■ What to do:
A) List everything the GP did at the visit described in the forum thread below.
B) Answer these questions from the forum thread below, putting each answer on its own line with the same mark:
(i) On how many fingers is the skin now peeling?
(ii) Why were more blood tests done?
(iii) Where does the timing device go during the open water swims?

■ Selected text:
Love the picture! Great job Kerry!!!!


----------



## Catherine

We were back at the GP today.

About two weeks ago, skin on the end of one finger start to form little blister.  This blister would then turn white with no liquid inside.  Then skin started to peel.  The skin is now peeling on 9 fingers.  The remaining finger and one toe have a little blister.  The new skin is not smooth.  The unusual thing is the skin is NOT painfully and there is NO itching.

The gp suggested two week off swimming to see if the skin would improve. (K is not stopping swimming)  He doesn't not know what this.  He prescribed a steroid cream and gave a referral to a skin specialist.

We have had more blood tests due to dizziness.

K has completed a number of open water swims, the officials never allow her to remove the time device herself (it goes around her ankle), it appears they don't want to bend over.

K start 10 year on Friday.


----------



## my little penguin

Ds had this 
It affects his feet more ( toes )

■ Dataset extract:

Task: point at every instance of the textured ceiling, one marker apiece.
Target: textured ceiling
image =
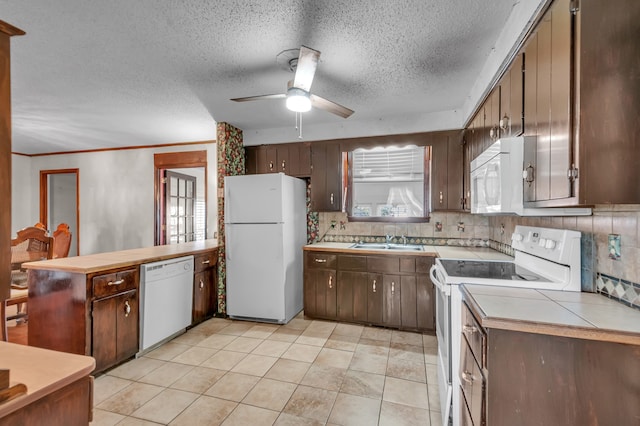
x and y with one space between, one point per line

==

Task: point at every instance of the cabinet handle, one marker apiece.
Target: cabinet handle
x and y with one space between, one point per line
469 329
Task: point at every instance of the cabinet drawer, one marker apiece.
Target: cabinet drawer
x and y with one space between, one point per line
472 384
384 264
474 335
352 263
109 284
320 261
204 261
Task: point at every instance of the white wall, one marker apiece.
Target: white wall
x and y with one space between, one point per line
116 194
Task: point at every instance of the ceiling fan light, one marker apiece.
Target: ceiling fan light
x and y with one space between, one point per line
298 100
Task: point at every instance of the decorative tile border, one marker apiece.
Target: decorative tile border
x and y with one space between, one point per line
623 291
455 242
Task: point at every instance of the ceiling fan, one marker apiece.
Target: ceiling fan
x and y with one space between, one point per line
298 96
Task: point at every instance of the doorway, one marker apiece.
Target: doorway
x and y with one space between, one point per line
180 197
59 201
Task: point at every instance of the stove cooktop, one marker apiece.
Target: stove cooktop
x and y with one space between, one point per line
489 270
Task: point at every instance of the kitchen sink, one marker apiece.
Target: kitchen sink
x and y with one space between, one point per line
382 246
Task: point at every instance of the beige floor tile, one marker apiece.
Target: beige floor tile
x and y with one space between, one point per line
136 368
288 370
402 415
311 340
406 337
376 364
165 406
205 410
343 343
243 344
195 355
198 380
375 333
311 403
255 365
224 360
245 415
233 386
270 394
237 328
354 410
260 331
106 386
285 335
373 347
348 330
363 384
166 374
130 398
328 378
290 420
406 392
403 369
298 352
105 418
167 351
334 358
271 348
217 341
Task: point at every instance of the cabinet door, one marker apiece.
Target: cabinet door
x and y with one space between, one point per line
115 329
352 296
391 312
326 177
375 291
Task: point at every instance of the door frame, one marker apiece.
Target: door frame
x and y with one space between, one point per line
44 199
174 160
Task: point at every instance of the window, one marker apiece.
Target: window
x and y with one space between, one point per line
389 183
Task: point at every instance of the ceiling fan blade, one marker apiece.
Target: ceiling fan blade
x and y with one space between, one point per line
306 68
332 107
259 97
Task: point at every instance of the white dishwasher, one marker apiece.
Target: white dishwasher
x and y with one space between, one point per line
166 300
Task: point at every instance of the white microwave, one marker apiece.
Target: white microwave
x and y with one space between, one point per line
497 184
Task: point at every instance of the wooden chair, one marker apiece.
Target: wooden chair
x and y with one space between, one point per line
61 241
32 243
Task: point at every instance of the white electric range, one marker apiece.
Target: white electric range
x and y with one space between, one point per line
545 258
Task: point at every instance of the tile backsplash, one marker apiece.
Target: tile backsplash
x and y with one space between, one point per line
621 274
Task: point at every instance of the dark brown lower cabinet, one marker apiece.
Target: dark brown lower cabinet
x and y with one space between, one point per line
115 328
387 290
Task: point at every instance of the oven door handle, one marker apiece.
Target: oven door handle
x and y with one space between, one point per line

■ Solutions in order:
A)
- Suggested two weeks off swimming to see if the skin would improve
- Prescribed a steroid cream
- Gave a referral to a skin specialist

B)
(i) 9
(ii) Because of dizziness
(iii) Around her ankle